■ WHAT TO DO
Pick out every line in the listing below that contains the word "blue". Case counts.

■ Collection entries

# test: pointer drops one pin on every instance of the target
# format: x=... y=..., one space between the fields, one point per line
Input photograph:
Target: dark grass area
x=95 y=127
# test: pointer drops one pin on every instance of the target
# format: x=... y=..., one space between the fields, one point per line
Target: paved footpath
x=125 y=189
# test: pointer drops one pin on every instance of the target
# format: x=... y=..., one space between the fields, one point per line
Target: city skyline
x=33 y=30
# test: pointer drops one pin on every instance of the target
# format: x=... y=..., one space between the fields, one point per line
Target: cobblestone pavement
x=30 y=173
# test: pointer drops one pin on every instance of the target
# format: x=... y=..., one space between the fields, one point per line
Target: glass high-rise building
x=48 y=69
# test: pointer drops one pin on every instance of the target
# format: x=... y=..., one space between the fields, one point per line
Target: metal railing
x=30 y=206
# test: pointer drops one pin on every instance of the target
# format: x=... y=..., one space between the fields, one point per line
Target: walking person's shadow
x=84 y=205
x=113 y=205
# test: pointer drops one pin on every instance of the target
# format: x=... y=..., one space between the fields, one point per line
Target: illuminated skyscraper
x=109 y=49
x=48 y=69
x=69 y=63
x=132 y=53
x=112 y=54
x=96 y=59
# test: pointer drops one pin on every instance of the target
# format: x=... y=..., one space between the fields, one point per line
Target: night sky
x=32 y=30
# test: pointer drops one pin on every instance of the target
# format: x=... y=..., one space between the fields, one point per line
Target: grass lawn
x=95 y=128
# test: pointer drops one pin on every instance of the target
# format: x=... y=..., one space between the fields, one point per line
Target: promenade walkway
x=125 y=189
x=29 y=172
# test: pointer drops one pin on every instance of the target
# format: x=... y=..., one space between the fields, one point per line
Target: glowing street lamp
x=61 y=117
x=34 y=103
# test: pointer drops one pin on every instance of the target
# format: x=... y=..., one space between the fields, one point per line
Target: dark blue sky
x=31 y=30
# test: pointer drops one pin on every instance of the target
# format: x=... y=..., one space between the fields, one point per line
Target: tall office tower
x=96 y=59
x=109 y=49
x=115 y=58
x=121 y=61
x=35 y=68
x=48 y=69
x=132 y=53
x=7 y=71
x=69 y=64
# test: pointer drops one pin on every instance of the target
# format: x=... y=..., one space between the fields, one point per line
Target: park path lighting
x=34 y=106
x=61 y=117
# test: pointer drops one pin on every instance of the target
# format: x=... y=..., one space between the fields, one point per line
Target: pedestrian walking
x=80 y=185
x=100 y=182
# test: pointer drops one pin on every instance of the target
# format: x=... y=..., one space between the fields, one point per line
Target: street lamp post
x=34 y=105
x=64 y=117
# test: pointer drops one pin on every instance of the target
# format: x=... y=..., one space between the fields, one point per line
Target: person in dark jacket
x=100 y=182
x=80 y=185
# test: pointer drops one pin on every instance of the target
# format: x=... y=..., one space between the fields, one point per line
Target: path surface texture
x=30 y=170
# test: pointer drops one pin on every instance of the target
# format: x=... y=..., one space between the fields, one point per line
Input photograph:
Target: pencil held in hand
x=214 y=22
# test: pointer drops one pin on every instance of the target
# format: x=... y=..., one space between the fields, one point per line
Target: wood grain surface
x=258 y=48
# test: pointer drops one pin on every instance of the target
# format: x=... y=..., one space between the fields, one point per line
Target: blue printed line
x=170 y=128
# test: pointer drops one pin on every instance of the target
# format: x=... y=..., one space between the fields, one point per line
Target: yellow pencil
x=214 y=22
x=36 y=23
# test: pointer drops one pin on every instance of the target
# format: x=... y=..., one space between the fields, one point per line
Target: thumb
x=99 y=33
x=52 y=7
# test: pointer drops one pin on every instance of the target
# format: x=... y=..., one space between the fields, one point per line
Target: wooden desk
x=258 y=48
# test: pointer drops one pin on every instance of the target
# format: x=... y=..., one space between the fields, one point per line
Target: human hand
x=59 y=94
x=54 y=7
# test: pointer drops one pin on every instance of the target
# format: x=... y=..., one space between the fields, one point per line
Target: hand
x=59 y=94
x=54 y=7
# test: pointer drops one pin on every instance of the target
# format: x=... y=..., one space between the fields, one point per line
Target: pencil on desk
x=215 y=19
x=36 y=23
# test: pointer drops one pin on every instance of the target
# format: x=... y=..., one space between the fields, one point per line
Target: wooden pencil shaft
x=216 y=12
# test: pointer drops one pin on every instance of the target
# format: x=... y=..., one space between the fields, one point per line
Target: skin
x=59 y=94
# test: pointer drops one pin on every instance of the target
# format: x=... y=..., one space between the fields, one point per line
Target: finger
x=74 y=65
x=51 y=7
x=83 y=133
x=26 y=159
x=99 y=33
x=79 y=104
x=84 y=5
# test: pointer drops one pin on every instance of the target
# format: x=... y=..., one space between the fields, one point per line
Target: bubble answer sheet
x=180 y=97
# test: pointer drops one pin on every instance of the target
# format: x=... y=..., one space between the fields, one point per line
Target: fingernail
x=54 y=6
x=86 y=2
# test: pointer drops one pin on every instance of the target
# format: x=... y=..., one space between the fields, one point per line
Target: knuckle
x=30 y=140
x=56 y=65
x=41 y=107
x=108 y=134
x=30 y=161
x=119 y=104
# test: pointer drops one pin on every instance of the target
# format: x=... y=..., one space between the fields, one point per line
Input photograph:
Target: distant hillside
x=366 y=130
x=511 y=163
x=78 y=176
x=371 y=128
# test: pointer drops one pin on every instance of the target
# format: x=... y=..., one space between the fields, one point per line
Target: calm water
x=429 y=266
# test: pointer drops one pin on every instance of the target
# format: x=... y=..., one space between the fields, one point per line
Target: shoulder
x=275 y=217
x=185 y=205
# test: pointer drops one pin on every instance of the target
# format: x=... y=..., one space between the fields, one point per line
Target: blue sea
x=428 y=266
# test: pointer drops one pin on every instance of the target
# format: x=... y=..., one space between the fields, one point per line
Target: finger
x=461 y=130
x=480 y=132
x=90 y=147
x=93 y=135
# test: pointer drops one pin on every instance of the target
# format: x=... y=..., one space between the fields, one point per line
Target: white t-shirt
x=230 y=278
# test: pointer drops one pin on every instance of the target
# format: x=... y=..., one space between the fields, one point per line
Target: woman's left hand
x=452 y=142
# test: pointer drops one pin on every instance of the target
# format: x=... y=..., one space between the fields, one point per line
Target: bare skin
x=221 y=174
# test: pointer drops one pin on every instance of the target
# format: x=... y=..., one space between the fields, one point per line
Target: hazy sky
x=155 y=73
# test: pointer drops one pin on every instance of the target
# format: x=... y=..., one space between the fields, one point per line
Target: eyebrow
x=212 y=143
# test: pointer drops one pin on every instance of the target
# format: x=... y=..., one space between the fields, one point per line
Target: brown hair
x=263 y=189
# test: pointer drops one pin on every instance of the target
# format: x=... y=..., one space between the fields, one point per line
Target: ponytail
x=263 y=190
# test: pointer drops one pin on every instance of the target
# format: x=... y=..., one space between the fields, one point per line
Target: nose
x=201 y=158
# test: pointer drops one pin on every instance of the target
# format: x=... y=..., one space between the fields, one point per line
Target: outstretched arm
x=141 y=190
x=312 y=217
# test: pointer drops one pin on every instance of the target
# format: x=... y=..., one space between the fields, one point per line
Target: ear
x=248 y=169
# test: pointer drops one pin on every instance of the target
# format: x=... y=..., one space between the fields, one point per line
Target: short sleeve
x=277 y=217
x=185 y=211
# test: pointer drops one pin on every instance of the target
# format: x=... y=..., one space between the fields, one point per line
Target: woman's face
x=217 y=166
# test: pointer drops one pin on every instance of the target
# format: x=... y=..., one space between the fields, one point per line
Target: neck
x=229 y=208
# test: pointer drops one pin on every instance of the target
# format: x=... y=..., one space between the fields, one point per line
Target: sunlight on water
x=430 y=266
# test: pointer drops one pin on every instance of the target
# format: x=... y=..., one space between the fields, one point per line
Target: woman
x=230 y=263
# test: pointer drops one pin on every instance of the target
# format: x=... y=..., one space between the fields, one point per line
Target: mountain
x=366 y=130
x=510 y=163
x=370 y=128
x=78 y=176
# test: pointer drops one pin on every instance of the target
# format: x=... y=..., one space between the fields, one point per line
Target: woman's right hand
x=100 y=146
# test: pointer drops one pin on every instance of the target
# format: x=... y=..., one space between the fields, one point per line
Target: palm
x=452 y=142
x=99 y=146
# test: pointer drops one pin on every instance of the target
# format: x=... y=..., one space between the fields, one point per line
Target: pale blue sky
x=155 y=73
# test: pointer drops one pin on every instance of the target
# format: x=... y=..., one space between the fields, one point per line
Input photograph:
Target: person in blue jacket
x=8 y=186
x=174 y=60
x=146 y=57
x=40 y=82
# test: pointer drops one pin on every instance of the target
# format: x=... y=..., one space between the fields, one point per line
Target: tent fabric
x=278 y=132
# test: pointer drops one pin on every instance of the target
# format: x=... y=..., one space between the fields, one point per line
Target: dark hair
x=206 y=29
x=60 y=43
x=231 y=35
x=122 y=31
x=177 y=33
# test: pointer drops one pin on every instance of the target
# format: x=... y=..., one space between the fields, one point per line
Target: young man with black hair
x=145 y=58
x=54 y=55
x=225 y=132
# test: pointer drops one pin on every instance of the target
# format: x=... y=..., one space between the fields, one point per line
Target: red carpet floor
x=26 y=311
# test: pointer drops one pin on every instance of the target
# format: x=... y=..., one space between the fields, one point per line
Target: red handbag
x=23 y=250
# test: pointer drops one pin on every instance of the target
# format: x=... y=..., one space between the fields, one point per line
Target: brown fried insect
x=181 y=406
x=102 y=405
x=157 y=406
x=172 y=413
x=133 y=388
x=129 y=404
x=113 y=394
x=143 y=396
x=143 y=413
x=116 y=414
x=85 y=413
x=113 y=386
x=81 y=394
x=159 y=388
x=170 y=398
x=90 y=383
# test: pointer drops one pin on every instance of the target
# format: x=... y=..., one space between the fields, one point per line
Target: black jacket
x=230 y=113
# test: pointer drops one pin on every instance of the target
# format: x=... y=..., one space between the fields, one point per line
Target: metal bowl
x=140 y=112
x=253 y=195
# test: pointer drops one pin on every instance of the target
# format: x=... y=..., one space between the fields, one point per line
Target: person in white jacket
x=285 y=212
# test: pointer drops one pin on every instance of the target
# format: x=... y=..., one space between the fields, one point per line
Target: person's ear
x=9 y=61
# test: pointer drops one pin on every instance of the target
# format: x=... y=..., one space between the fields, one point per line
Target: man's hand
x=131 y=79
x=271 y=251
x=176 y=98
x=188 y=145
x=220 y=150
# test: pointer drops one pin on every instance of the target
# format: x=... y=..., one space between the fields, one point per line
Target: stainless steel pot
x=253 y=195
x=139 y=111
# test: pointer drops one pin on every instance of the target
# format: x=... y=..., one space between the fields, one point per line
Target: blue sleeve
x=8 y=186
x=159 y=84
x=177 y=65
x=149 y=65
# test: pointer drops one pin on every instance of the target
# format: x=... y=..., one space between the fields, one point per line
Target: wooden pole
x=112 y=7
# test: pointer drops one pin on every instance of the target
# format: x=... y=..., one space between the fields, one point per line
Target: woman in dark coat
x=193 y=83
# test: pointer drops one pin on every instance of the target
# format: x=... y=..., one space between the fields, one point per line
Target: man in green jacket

■ ANSWER BELOW
Target: dark blue sky
Target: blue printed line
Target: blue sea
Target: pale blue sky
Target: person in blue jacket
Target: blue sleeve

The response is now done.